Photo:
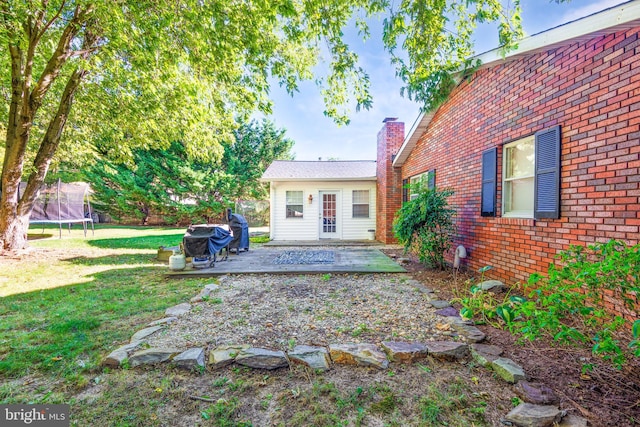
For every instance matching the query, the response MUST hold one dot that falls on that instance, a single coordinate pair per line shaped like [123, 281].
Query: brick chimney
[389, 179]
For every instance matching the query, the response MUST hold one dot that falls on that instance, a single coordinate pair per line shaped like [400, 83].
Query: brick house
[542, 147]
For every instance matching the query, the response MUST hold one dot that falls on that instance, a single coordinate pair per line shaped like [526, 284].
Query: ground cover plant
[86, 296]
[68, 302]
[569, 303]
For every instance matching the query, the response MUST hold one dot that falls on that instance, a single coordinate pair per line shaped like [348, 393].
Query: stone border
[539, 407]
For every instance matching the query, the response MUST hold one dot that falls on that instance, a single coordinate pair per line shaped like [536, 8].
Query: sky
[317, 136]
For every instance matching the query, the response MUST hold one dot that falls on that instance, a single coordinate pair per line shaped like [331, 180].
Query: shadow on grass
[150, 241]
[69, 329]
[33, 236]
[116, 259]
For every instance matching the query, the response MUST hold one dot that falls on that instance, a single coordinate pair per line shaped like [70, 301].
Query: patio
[300, 259]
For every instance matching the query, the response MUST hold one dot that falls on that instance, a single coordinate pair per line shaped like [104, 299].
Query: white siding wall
[308, 227]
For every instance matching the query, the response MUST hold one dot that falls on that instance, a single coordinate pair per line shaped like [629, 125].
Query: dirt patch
[279, 311]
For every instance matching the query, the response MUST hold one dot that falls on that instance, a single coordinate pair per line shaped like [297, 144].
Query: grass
[59, 317]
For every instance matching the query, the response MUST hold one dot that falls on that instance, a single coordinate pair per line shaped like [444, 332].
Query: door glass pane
[328, 213]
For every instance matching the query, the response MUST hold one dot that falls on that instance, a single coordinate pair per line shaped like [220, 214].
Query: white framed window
[360, 204]
[423, 180]
[294, 204]
[518, 180]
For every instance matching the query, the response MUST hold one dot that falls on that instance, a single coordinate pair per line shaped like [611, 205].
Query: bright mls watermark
[34, 415]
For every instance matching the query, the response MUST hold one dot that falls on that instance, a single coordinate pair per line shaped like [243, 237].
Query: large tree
[171, 184]
[146, 72]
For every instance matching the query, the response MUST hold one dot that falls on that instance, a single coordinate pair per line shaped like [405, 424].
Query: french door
[329, 215]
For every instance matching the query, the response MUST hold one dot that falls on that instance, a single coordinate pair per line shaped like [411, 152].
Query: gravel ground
[279, 311]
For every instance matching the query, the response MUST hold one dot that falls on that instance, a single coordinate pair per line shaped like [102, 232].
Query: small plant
[264, 403]
[425, 225]
[361, 329]
[568, 303]
[483, 305]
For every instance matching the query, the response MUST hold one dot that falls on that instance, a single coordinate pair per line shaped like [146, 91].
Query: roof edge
[616, 18]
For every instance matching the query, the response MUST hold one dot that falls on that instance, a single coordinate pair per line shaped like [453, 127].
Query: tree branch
[53, 19]
[59, 57]
[51, 139]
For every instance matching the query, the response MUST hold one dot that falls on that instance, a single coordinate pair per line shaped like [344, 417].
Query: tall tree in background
[170, 184]
[142, 73]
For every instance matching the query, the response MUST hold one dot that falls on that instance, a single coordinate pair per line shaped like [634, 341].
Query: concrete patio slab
[265, 260]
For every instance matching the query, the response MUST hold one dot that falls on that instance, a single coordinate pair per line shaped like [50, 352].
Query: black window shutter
[489, 169]
[405, 190]
[547, 177]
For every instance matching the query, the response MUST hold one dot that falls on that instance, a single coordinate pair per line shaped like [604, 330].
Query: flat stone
[447, 349]
[528, 415]
[508, 370]
[536, 393]
[313, 357]
[469, 332]
[152, 356]
[573, 421]
[358, 354]
[492, 285]
[448, 312]
[440, 304]
[117, 356]
[260, 358]
[224, 355]
[485, 354]
[178, 310]
[164, 321]
[204, 293]
[404, 352]
[146, 332]
[190, 359]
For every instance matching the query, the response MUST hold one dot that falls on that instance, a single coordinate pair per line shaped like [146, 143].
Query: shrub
[425, 226]
[568, 304]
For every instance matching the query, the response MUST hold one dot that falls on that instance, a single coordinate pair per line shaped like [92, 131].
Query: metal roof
[618, 18]
[339, 170]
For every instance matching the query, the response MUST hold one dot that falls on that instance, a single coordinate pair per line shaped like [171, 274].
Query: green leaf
[466, 313]
[517, 299]
[505, 313]
[635, 329]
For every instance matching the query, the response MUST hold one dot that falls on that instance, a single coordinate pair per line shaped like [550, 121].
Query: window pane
[519, 196]
[520, 158]
[294, 211]
[361, 196]
[294, 197]
[294, 204]
[361, 211]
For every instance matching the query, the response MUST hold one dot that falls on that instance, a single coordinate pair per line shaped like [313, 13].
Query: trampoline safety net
[62, 203]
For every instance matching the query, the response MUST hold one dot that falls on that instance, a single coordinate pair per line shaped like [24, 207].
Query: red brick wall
[389, 182]
[591, 89]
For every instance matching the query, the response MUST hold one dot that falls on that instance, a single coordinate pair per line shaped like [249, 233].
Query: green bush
[425, 226]
[568, 304]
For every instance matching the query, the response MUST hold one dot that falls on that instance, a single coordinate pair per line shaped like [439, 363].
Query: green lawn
[70, 301]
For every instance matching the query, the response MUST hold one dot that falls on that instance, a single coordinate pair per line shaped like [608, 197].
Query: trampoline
[62, 203]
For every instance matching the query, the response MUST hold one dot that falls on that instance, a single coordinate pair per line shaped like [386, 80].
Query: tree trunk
[26, 99]
[13, 231]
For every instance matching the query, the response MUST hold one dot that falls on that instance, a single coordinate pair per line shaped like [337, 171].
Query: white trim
[621, 17]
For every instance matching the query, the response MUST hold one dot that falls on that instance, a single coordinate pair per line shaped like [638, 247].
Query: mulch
[587, 385]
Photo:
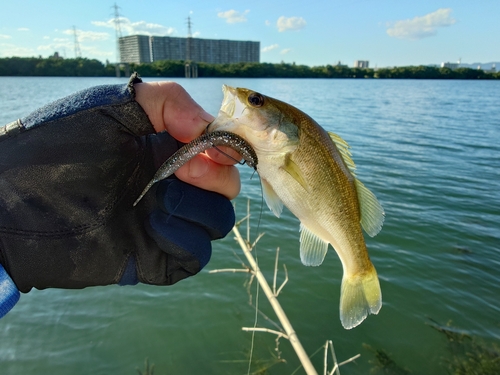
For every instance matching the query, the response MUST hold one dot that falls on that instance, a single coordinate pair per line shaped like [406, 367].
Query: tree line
[83, 67]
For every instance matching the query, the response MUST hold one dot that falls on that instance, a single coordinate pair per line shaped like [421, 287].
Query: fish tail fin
[360, 296]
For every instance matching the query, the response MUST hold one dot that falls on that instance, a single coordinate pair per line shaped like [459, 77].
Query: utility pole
[118, 31]
[190, 68]
[78, 53]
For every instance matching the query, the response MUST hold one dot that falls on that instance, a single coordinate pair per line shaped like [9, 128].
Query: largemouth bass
[201, 144]
[311, 172]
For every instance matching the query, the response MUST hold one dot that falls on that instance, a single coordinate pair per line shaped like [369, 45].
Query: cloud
[233, 16]
[133, 28]
[290, 23]
[269, 48]
[421, 27]
[88, 36]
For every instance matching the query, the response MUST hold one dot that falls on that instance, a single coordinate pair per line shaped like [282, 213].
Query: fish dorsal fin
[273, 201]
[372, 213]
[293, 170]
[343, 148]
[312, 248]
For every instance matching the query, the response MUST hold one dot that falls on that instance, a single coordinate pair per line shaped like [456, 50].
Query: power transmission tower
[190, 68]
[78, 53]
[118, 31]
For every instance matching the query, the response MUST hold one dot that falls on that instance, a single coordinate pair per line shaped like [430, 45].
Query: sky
[385, 32]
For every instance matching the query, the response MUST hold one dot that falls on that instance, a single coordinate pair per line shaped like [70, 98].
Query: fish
[201, 144]
[310, 171]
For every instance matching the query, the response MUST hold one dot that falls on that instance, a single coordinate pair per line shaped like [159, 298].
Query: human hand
[169, 107]
[73, 172]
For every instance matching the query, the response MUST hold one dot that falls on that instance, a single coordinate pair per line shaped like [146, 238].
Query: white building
[361, 64]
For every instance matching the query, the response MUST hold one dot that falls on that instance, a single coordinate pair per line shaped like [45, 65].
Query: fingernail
[197, 167]
[205, 116]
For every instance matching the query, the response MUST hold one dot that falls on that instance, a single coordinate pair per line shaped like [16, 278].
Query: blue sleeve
[87, 99]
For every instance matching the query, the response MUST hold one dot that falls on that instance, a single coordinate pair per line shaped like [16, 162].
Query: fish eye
[255, 99]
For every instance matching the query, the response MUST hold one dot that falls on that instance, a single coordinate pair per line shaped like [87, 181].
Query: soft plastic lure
[198, 145]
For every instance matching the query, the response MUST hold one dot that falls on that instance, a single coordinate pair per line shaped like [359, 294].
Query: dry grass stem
[256, 329]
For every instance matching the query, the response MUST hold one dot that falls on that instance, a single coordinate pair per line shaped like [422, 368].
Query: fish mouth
[230, 110]
[231, 105]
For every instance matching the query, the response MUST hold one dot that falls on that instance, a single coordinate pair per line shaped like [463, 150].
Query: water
[430, 152]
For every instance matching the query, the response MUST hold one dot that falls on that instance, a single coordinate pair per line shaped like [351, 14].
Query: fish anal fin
[312, 248]
[273, 201]
[372, 213]
[360, 296]
[294, 170]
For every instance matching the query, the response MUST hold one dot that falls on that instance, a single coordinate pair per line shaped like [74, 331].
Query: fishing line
[230, 157]
[258, 285]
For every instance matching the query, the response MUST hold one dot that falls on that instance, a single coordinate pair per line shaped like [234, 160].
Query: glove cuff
[9, 294]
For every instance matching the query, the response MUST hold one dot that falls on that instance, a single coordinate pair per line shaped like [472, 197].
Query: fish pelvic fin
[273, 201]
[360, 295]
[312, 248]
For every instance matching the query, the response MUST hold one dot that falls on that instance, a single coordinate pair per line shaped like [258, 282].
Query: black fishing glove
[69, 174]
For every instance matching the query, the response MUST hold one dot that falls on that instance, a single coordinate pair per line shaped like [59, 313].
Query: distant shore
[82, 67]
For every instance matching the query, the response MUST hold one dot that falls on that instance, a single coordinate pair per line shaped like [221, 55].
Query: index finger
[169, 107]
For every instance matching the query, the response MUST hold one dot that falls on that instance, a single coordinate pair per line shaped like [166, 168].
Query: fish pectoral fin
[372, 213]
[273, 201]
[293, 170]
[312, 248]
[343, 148]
--------------------------------
◆ **Your assignment**:
Please make an exact copy of the lines above from the line with "Query: distant shore" through the line with "like [166, 168].", both ends included.

◆ **Output below**:
Query: distant shore
[82, 67]
For every instance matching the query, the response MUST hold one dot that falls on that instance, a single coordinate pair per line shaped like [221, 55].
Query: index finger
[169, 107]
For every instance matching the query, the response MUST hold one dot that falls on that instance, a single coordinate pair per line shaped like [166, 168].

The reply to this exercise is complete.